» **Required action**: When a line below contains the string "countertop", show that line.

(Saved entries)

╭──

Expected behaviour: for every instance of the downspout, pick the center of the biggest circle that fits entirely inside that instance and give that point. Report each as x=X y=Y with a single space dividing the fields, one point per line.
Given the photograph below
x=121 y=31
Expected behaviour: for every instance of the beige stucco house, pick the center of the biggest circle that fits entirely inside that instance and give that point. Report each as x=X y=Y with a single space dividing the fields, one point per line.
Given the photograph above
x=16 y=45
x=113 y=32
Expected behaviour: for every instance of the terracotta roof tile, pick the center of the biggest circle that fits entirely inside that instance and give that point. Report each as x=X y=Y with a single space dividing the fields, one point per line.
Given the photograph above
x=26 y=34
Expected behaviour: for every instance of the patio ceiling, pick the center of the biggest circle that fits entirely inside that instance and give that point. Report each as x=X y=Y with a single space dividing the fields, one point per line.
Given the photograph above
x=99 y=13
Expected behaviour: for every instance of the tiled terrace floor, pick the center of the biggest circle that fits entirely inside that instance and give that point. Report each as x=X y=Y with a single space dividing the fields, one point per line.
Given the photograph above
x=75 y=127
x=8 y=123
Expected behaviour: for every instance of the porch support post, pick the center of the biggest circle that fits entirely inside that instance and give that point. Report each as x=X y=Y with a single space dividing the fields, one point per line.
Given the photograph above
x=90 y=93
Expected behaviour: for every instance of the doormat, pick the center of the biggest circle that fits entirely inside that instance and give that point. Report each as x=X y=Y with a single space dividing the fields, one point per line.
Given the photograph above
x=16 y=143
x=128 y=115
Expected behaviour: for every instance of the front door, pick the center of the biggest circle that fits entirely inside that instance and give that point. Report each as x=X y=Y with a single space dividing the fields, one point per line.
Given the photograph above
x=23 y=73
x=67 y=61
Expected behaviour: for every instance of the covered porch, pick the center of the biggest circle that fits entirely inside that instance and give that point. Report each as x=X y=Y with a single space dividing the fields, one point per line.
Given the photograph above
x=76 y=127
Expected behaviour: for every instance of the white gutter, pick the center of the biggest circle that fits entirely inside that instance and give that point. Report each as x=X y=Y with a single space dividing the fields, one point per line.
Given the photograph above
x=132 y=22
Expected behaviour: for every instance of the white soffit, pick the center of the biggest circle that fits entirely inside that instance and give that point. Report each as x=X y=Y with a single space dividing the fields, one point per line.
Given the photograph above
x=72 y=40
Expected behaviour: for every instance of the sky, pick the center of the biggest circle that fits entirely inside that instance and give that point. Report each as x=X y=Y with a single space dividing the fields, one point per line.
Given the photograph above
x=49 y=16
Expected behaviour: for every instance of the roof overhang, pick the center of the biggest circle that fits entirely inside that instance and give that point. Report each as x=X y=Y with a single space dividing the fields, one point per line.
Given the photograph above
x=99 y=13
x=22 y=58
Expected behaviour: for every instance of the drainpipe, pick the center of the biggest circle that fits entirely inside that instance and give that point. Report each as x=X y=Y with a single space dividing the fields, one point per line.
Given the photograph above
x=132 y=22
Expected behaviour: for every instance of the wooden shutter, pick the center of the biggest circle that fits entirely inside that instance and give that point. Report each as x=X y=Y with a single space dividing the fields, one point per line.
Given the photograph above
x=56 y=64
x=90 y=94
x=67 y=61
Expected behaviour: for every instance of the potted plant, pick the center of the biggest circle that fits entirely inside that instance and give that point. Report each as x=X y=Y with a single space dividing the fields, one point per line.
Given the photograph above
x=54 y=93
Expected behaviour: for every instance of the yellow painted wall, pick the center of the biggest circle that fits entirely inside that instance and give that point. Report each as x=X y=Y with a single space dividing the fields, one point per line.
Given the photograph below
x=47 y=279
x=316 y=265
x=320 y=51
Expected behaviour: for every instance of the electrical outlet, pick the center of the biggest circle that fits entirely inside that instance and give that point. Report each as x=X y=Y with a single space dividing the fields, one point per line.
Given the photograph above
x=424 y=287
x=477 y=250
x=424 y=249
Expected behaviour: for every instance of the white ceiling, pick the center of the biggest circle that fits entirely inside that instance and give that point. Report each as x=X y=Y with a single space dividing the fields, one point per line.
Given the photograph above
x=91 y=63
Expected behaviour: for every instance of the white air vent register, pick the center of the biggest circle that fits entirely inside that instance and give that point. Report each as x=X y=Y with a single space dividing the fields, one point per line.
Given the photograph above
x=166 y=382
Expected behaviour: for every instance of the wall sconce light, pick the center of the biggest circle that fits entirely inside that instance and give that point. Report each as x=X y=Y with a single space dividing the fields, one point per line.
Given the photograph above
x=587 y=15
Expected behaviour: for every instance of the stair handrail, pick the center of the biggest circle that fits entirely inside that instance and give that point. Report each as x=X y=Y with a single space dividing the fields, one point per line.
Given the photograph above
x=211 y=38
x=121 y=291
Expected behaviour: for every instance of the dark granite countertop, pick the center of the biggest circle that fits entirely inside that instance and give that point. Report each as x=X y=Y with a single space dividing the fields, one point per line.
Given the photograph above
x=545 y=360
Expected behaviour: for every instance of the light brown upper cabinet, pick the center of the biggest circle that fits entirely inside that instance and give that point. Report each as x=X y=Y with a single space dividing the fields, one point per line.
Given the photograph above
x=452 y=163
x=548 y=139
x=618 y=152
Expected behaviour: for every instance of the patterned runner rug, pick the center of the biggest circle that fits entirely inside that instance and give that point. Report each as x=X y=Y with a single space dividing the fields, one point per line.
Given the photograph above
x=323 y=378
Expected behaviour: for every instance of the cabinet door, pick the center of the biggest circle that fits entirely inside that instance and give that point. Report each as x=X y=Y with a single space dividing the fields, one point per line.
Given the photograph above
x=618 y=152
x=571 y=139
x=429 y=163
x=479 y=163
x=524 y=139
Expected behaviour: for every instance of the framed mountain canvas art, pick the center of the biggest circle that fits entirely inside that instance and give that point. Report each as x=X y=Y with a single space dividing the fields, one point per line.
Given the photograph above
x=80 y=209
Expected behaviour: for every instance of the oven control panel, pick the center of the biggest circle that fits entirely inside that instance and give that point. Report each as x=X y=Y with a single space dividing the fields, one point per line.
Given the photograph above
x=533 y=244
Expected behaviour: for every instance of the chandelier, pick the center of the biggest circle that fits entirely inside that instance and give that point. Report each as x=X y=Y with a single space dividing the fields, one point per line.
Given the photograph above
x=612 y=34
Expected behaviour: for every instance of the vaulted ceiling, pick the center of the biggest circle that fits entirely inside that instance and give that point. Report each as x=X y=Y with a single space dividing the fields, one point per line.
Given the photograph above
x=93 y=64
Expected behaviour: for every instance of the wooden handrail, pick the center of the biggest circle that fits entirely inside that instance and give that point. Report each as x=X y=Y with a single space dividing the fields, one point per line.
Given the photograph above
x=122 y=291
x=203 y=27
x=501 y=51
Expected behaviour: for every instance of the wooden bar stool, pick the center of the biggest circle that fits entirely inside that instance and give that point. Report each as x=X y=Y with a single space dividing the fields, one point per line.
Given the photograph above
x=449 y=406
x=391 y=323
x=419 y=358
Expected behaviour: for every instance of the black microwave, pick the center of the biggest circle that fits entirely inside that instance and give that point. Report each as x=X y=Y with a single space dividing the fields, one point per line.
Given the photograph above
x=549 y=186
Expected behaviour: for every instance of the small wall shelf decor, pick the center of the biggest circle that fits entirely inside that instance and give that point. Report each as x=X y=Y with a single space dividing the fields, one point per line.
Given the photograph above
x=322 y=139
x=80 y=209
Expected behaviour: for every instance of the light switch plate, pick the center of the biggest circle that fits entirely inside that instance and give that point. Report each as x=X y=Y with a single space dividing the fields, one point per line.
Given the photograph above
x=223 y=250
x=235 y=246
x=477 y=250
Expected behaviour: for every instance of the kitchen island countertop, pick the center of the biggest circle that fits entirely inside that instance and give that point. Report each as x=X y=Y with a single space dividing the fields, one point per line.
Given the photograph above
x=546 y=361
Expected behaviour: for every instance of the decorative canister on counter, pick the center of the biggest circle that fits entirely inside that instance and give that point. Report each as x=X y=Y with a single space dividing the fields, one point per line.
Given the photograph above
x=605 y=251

╰──

» **Result**:
Expected behaviour: for every instance of the dark granite countertop, pick the center of the biggest circle that fits entirely inside that instance and give that point. Report each as x=X y=Y with a single space dividing the fields, one point per line.
Expected behaviour: for every instance of the kitchen island countertop, pick the center of the biggest circle that fits entirely inside that instance and give that point. Report each as x=X y=Y with a single space dividing the fields, one point per line.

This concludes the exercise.